DESCRIPTION OF THE TASK
Copy exactly the lines from the one containing "In this exercise you will find the wall-mounted" through the last line of the records, both included, and nothing more.

--- TASK MATERIAL ---

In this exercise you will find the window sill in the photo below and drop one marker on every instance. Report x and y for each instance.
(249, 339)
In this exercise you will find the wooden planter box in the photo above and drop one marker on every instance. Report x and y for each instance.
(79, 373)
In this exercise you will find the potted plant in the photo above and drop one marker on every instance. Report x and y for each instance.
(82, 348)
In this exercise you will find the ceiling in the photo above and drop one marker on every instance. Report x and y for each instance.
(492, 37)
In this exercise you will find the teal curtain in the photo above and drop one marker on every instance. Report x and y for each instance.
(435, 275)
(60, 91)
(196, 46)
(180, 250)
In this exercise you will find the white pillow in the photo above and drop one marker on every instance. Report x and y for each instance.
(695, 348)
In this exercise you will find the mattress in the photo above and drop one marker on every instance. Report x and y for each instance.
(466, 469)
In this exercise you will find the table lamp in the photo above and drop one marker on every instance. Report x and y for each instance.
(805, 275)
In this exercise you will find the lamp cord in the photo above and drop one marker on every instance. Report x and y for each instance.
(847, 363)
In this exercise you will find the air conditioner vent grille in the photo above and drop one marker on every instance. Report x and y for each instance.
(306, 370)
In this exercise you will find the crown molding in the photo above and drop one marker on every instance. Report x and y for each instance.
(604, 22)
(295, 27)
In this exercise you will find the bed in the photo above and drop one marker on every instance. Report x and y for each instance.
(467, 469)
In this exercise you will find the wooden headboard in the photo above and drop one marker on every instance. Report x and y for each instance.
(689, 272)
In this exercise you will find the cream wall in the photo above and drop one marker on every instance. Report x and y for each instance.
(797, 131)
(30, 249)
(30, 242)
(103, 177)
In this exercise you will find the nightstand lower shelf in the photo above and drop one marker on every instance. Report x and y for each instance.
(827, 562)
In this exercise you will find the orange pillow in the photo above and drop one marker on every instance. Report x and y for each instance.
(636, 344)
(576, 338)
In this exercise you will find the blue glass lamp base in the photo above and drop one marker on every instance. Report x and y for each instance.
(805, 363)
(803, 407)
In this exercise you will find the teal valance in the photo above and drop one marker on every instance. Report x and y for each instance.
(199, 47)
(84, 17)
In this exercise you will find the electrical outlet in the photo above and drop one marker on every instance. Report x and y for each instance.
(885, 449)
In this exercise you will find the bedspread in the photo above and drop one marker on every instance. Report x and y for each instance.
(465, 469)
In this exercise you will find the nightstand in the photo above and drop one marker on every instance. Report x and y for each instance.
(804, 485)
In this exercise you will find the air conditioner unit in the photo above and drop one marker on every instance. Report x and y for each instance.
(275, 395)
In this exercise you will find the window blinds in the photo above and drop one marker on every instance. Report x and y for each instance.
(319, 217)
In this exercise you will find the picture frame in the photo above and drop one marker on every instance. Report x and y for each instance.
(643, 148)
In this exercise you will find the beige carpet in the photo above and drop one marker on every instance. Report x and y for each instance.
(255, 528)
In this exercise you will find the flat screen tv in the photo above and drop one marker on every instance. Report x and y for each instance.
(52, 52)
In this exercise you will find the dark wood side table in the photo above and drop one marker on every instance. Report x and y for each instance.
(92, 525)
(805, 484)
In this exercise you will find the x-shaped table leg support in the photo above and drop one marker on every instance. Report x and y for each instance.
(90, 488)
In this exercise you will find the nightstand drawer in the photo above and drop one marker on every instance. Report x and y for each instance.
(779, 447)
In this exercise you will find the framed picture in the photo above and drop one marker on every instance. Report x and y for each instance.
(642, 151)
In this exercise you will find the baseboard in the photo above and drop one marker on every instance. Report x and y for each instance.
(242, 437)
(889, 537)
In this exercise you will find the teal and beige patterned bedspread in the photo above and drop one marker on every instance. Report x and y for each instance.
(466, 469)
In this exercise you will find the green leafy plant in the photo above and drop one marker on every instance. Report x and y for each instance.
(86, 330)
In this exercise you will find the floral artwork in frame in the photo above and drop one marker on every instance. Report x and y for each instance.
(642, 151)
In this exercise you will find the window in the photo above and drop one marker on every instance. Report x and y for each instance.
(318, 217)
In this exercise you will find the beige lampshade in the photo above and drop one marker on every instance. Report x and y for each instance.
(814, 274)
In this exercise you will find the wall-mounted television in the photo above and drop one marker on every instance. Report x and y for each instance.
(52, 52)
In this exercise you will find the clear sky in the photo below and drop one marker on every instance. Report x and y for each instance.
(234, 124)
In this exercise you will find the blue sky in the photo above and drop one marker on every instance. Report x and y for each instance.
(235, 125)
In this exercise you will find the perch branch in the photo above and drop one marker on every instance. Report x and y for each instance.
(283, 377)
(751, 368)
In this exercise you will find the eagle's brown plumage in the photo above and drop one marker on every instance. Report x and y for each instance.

---

COMPLETED EXERCISE
In this exercise you will find the wall-mounted television in the photo above and drop one marker on every instance. Report x and y for each instance.
(52, 52)
In this exercise you will find the clear sky in the photo below and drop one marker on every instance. Report x and y for each instance.
(234, 124)
In this exercise you will find the blue sky in the photo above and drop one marker on every instance. Report x and y for each instance.
(235, 125)
In this exercise you will find the perch branch in the photo above and drop one marker on every instance. Report x and y for each instance.
(283, 377)
(751, 368)
In this exercise you will find the eagle's brown plumage in the photo above and drop one marker on every instance. Report x and y for each instance.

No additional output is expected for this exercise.